→ **Quelle**:
++++++

Anwesenheit in Lokal und äußerliche Ähnlichkeit als ausreichender Tatverdacht?
Skurril ist die Auffassung der belangten Behörde, "lächeln und posieren" sei als Zustimmung zum Fotografieren zu werten bzw. der Betroffene habe Abwehrmaßnahmen zu setzen. Klar ist: Fotoaufnahmen als Eingriffe in Persönlichkeitsrechte bedürfen grundsätzlich der eindeutigen Zustimmung von Betroffenen. Der jeweilige Fotografierende muss sich der Zustimmung versichern und nicht sich der Fotografierte gegen entsprechende Aufnahmen wehren.
Die Entscheidung der DSK ist insoferne bemerkenswert, als die entsprechende Bestimmung des Sicherheitspolizeigesetzes einen verhältnismäßigen Eingriff in Persönlichkeitsrechte durch erkennungsdienstliche Maßnahmen als Ausnahme betracht, falls begründeterweise der Verdacht eines bevorstehenden "gefährlichen Angriffs" befürchtet werden kann, worin auch der Eingriff ein Rechtsgut durch eine vorsätzliche Straftat zu verstehen ist. Alleine die Tatsache, dass jemand in einem Lokal anwesend ist bzw. einer vagen Personenbeschreibung, die bei den Behörden eingegangen ist, ähnelt, kann jedenfalls nicht ausreichend sein, um erkennungsdienstliche Maßnahmen zu rechtfertigen. Eine solche Auffassung würde letztendlich zu einer unbeschränkten Behördenkompetenz zur erkennungsdienstlichen Behandlung bei Personenkontrollen führen.
Abwehrmaßnahmen gegen Deliktsopfer?

++++++

→ **Vorliegendes Material**:
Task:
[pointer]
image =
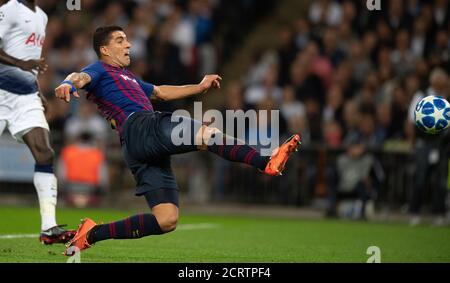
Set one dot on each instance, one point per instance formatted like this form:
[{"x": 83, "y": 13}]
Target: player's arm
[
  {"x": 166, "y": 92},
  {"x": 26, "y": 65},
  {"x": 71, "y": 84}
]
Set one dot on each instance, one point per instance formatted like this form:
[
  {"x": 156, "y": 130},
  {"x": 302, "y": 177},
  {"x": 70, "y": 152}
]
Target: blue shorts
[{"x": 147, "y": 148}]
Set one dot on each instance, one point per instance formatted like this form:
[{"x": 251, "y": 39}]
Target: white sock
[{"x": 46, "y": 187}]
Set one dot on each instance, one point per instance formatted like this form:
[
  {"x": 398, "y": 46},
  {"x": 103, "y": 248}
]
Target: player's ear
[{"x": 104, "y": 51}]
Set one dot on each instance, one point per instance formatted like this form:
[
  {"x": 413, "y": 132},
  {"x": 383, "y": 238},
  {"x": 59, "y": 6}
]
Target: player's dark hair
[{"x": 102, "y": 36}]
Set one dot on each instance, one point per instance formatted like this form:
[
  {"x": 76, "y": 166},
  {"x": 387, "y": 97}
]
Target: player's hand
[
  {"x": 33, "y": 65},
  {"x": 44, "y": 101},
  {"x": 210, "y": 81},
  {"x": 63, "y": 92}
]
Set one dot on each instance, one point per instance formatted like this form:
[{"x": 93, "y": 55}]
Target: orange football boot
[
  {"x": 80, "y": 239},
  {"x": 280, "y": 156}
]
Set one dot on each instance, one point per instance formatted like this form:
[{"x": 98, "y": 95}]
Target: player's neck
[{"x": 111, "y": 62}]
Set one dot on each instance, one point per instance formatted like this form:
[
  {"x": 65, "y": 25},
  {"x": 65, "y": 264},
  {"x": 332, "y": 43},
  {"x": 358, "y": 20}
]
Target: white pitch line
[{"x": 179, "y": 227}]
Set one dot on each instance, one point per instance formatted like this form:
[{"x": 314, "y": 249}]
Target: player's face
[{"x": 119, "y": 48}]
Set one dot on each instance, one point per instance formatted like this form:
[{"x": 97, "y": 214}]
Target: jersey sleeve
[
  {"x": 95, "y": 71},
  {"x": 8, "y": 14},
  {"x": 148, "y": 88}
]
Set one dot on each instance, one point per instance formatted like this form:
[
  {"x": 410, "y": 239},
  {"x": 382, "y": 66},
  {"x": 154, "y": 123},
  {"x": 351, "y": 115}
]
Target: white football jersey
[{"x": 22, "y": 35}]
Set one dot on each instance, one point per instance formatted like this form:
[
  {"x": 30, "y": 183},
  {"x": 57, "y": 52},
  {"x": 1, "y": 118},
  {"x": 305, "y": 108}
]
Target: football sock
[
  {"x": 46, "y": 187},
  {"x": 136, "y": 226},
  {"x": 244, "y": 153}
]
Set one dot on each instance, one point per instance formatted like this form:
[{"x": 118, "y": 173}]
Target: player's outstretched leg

++++++

→ **Aufgabe**: Gib aus dem Text zum Tatverdacht alles von „Skurril ist die“ bis hinunter zu „entsprechende Aufnahmen wehren.“ erneut wieder. Ersetze dabei „Zustimmung“ durch „Einwilligung“.

→ **Antwort**:
Skurril ist die Auffassung der belangten Behörde, "lächeln und posieren" sei als Einwilligung zum Fotografieren zu werten bzw. der Betroffene habe Abwehrmaßnahmen zu setzen. Klar ist: Fotoaufnahmen als Eingriffe in Persönlichkeitsrechte bedürfen grundsätzlich der eindeutigen Einwilligung von Betroffenen. Der jeweilige Fotografierende muss sich der Einwilligung versichern und nicht sich der Fotografierte gegen entsprechende Aufnahmen wehren.